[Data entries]
_ _ _
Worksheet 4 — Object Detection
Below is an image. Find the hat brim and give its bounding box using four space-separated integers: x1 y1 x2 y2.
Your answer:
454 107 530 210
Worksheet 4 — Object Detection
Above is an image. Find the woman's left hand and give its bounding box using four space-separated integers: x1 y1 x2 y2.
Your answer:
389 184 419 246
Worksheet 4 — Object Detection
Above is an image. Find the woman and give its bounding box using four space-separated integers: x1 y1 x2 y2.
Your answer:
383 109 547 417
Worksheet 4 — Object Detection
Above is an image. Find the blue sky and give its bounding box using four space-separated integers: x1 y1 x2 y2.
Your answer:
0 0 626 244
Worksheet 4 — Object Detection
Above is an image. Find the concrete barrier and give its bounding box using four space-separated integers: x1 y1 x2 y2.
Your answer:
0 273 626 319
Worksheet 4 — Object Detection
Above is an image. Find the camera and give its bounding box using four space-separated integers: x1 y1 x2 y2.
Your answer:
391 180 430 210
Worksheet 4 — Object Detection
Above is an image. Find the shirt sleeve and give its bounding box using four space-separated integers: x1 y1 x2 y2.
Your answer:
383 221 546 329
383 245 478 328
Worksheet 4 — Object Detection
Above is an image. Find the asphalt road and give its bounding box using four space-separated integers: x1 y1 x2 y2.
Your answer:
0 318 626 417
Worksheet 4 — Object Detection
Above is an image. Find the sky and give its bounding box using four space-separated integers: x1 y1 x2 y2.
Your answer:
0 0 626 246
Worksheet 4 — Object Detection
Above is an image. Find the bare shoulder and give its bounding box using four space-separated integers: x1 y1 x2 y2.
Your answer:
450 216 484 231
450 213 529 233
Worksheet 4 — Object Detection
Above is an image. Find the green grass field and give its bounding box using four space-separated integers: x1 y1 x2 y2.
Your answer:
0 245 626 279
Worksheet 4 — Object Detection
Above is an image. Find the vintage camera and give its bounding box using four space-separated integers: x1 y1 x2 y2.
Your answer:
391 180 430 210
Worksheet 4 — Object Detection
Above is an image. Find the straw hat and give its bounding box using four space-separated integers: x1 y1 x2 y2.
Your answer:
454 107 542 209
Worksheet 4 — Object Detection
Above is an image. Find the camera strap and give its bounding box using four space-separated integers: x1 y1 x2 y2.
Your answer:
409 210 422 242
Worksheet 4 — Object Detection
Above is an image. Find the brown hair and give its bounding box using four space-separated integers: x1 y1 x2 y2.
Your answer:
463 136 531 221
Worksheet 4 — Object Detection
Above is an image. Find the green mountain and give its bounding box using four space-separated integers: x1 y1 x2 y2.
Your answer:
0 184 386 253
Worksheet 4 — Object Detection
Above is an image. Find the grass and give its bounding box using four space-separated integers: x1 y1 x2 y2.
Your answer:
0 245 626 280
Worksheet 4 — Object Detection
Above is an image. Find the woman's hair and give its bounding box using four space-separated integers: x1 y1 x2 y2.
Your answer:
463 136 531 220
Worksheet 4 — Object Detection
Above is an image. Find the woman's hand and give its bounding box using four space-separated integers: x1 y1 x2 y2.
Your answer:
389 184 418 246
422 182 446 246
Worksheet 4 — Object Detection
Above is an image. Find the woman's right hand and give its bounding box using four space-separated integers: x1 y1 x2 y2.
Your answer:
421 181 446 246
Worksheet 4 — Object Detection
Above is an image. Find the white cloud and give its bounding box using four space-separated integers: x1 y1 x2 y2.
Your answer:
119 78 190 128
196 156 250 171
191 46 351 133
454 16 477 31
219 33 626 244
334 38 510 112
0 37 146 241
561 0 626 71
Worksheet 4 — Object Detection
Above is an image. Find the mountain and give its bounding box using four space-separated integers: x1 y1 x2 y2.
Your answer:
_ _ _
**WHAT IS BEING ASKED**: Rewrite every one of the records above, putting "Answer" wherever "Your answer" appears and leaving everything else the same.

**WORKED SOLUTION**:
Worksheet 4 — Object Detection
Below is an image. Find the hat brim and give its bounding box using four space-separated integers: x1 y1 x2 y2.
Answer:
454 107 530 210
Worksheet 4 — Object Detection
Above is an image. Find the woman's left hand and give its bounding box using four space-separated integers: x1 y1 x2 y2.
Answer:
389 184 419 246
Worksheet 4 — Object Detection
Above is an image. Find the woman and give its bounding box using four space-separated integers: x1 y1 x2 y2.
Answer:
383 109 547 417
Worksheet 4 — Object Detection
Above is an image. Find the blue sky and give its bounding box using four space-separated integers: x1 y1 x2 y2.
Answer:
0 0 626 244
Worksheet 4 — Object Detection
Above is an image. Find the concrete barrier and give its bounding box using four space-separated integers: x1 y1 x2 y2.
Answer:
0 273 626 319
Worksheet 4 — Object Detection
Above is an image. Find the camera and give its bounding box using four space-separated integers: x1 y1 x2 y2.
Answer:
391 180 430 210
Worksheet 4 — Object Detection
Above is an image. Find the shirt sleeve and give its bounding box using four space-separated integers: x1 y1 x2 y2.
Answer:
383 221 546 329
383 245 478 328
Worksheet 4 — Object Detection
Above is an image. Find the asphalt road and give its bounding box using four space-separated integers: x1 y1 x2 y2.
Answer:
0 318 626 417
Worksheet 4 — Object Detection
Above is an image. Find the sky and give its bounding box using four space-separated integers: x1 y1 x2 y2.
Answer:
0 0 626 246
Worksheet 4 — Object Detection
Above is an image. Find the bare shoulder and give its bounding box using four space-separated integers: x1 y1 x2 y2.
Answer:
450 216 484 231
450 213 529 233
Worksheet 4 — Object Detection
Above is an image. Find the green grass field and give its bounding box using four space-separated integers: x1 y1 x2 y2.
Answer:
0 245 626 279
Worksheet 4 — Object Detection
Above is an image. Find the vintage camera and give its bounding box using four space-separated integers: x1 y1 x2 y2.
Answer:
391 180 430 210
Worksheet 4 — Object Detection
Above is an image. Find the straw hat and give its bounding box using four space-separated integers: x1 y1 x2 y2.
Answer:
454 107 542 209
Worksheet 4 — Object Detection
Above is an image. Find the camera strap and give its bounding box using four space-separated integers: x1 y1 x2 y2.
Answer:
409 210 422 242
Worksheet 4 — Object Detection
Above is an image. Find the brown hair and give its bounding box using four space-separated integers: x1 y1 x2 y2.
Answer:
463 136 531 221
Worksheet 4 — Object Detection
Above is an image. Find the green mountain and give its bounding box using four space-separated integers: x1 y1 x2 y2.
Answer:
0 184 386 253
Worksheet 4 — Object Detection
Above is an image. Find the grass and give its bounding box using four space-separated integers: x1 y1 x2 y2.
Answer:
0 245 626 280
Worksheet 4 — Object Detection
Above is an image. Find the woman's hair and give its bounding box using four space-separated integers: x1 y1 x2 y2.
Answer:
463 136 531 220
Worksheet 4 — Object Detection
Above is an image. Find the woman's hand and give its bounding box using four space-separated integers: x1 y1 x2 y2.
Answer:
389 184 418 246
422 182 446 246
Worksheet 4 — Object Detection
Above is an image. Find the woman's right hand and give its bounding box using four space-separated integers: x1 y1 x2 y2.
Answer:
421 181 446 246
Worksheet 4 — Object Detection
Above is an image. Find the white cloud and give its bounding box using four space-separated integers: x1 y1 x2 y2.
Answer:
119 78 190 128
196 156 250 171
191 46 351 133
454 16 477 31
219 33 626 244
334 38 510 112
0 37 146 241
561 0 626 71
Worksheet 4 — Object Detection
Above is an image. Find the mountain and give its bounding box using four space-separated integers: x1 y1 x2 y2.
Answer:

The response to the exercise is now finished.